DOCUMENT EXCERPT.

0

I have a CSV file parser script in Python to do some stuff with a big CSV file. There is around 1 mil. rows, so the process takes some time.

import csv
import sys

with open('csvfeed.csv', newline='', encoding='utf-8') as csvfile:
    reader = csv.reader(csvfile, delimiter=';', quotechar='|')
    for row in reader:
        ParserFunction(row)

def ParserFunction(row):
    #Some logic with row

Is there a way to multi-thread this loop function, to lower the execution time?

Thanks

vdobes
  • 85
  • 4
  • Depending on what exactly you are doing with the file content, you could divide your set of rows in smaller subsets and start seperate Threads to parse them and joining their result together. E.g. t1 = Thread(target=ParserFunction, args=(reader[0,1000], )), ... – AracKnight Oct 06 '22 at 13:45

2 Answers2

1

You can divide each row to be processed with a single thread instead of the main thread waiting for the previous row to finish processing to proceed with the next row:

import csv
import sys
import threading
def ParserFunction(row):
    #Some logic with row
    pass

with open('csvfeed.csv', newline='', encoding='utf-8') as csvfile:
    reader = csv.reader(csvfile, delimiter=';', quotechar='|')

DATA SHOWN.
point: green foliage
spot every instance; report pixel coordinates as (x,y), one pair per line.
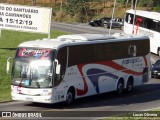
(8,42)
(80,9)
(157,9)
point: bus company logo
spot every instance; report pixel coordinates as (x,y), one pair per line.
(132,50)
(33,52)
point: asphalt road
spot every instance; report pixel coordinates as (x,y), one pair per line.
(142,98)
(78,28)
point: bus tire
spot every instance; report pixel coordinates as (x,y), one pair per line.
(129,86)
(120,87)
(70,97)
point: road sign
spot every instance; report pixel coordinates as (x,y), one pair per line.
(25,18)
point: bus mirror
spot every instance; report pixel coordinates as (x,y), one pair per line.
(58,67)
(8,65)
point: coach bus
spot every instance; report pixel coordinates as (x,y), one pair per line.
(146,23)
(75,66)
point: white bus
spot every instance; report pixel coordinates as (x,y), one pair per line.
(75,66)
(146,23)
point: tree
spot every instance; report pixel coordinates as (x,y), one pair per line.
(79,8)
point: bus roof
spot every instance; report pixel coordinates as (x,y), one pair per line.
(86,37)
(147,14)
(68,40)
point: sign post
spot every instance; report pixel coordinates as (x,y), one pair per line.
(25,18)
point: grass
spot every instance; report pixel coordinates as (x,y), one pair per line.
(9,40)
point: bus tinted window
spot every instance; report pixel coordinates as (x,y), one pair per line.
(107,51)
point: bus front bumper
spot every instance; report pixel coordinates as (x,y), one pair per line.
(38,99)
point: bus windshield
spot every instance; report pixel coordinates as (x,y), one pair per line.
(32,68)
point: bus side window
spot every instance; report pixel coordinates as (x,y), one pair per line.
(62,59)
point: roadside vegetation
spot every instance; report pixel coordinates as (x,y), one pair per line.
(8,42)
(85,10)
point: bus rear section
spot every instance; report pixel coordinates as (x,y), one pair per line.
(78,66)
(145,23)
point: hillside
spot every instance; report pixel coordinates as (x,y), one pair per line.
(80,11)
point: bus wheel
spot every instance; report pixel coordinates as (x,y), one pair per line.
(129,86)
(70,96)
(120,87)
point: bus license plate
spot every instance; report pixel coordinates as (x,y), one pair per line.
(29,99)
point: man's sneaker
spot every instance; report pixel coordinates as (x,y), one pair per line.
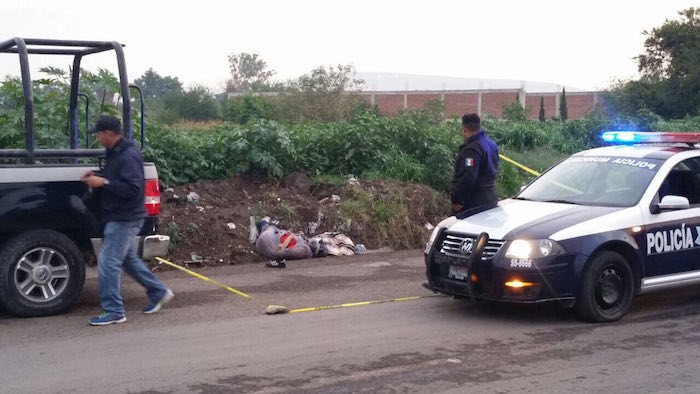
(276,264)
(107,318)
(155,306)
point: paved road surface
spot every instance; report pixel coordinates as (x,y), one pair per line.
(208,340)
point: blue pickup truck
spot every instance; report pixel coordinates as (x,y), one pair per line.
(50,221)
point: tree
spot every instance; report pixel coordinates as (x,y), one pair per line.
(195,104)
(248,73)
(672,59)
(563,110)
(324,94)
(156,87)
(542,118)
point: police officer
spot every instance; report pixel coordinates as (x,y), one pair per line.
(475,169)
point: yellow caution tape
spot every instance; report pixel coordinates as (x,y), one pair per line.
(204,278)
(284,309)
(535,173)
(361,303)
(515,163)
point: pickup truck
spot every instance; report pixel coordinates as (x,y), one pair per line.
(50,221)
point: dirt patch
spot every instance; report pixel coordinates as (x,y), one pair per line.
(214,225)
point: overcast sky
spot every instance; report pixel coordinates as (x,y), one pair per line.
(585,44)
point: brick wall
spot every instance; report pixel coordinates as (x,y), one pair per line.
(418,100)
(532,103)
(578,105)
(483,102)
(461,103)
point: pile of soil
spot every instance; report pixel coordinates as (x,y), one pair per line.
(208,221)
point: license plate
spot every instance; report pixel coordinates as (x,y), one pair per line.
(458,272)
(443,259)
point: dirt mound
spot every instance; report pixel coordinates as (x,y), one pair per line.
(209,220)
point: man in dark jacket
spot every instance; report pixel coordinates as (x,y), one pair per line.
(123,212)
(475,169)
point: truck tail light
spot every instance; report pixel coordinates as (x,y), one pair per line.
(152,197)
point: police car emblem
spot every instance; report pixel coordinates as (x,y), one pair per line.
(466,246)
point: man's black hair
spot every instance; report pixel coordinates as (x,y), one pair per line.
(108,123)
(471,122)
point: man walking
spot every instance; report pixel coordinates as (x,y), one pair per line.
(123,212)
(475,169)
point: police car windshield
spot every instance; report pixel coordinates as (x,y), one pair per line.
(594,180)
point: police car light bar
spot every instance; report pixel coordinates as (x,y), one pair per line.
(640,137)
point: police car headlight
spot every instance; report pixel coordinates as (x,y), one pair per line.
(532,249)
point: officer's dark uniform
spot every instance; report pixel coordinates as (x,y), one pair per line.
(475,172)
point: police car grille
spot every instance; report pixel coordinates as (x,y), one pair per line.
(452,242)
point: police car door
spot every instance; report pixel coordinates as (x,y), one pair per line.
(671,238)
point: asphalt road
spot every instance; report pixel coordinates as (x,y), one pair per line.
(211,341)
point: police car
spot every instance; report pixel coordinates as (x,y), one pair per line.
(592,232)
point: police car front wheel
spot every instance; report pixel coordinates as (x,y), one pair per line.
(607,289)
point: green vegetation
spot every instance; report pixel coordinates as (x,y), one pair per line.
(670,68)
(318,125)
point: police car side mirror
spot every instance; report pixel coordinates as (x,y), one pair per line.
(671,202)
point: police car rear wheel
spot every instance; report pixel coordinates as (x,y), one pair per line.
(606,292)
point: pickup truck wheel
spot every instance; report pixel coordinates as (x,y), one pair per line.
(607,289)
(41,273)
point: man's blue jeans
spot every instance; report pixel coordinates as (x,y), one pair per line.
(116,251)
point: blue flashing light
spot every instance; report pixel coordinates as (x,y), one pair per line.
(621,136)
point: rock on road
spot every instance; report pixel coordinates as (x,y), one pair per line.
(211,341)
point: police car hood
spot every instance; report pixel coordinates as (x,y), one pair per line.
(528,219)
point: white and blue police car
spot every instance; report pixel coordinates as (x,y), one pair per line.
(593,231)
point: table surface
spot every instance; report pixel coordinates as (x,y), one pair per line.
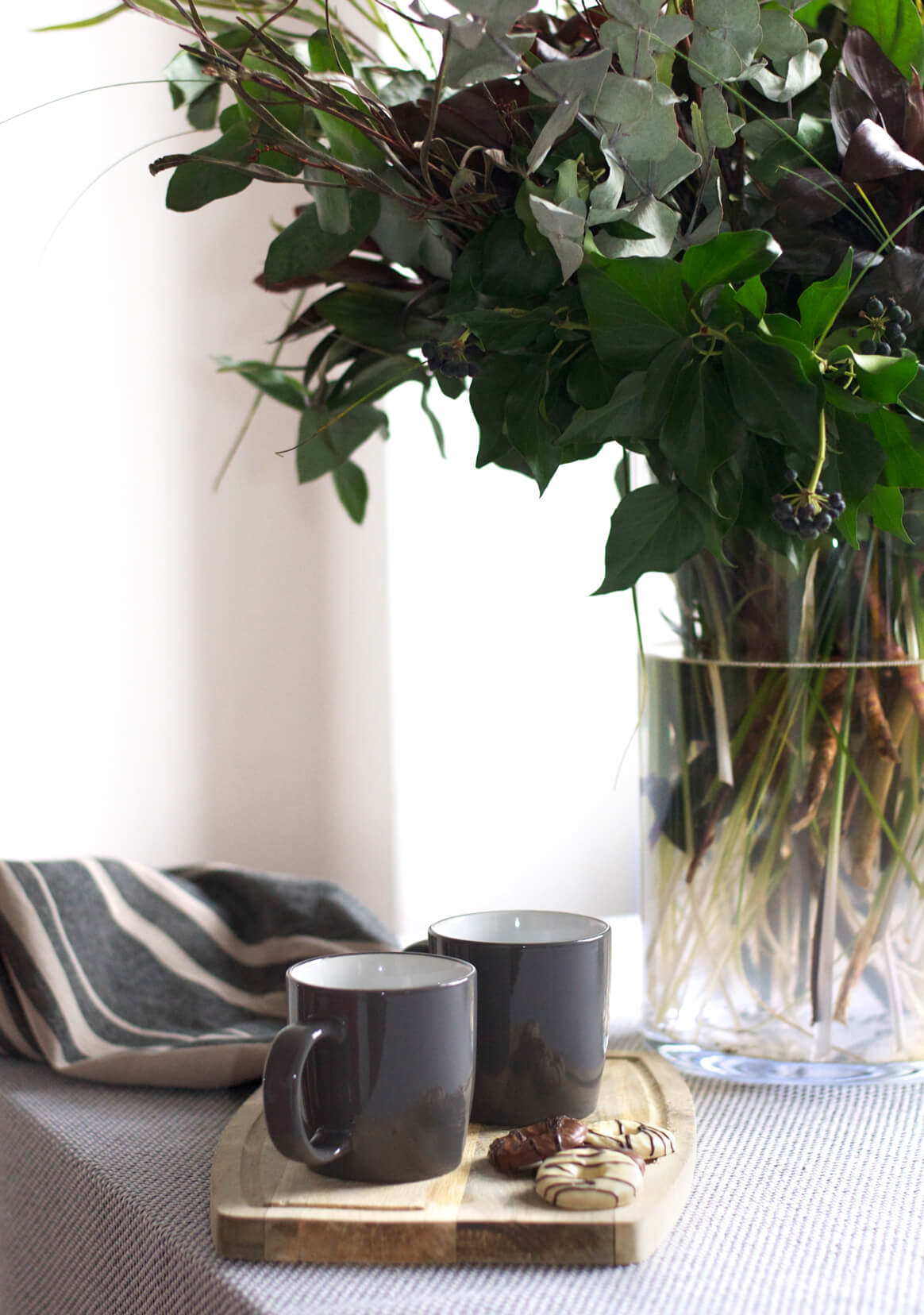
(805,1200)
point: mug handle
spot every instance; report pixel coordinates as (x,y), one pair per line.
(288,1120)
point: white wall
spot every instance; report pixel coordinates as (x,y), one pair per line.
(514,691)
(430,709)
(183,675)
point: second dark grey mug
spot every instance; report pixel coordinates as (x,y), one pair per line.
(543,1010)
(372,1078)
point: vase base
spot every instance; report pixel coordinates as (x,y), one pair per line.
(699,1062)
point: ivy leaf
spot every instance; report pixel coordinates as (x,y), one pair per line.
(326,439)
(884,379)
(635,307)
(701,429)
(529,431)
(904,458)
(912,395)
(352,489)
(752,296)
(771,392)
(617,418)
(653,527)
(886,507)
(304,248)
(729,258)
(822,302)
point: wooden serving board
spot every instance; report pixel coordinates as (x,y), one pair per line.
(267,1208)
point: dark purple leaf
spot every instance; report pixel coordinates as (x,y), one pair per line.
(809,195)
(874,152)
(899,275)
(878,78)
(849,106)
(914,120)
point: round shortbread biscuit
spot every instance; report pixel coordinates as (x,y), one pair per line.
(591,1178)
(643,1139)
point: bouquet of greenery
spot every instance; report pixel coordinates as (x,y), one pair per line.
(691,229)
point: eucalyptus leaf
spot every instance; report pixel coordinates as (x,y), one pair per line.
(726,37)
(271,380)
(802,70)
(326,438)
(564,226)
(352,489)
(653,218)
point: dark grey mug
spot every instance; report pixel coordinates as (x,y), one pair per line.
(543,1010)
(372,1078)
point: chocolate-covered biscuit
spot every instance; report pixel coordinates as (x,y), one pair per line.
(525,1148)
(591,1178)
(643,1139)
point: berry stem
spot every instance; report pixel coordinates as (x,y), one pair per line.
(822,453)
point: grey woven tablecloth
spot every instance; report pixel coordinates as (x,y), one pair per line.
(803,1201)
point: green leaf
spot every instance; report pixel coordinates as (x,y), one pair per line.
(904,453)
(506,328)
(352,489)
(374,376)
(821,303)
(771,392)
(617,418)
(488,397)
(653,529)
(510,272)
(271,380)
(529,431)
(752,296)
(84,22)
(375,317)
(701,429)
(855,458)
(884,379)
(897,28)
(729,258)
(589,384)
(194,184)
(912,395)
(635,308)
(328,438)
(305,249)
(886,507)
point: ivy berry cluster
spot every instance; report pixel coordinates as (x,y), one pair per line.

EXERCISE PROMPT.
In the forum thread on multithreading a CSV parser, why does the first answer suggest giving each row its own thread? Explain in one to three sentences.

EXERCISE SOLUTION.
Each row is handed to its own thread so the main thread no longer has to wait for the previous row to finish processing before it moves on to the next row.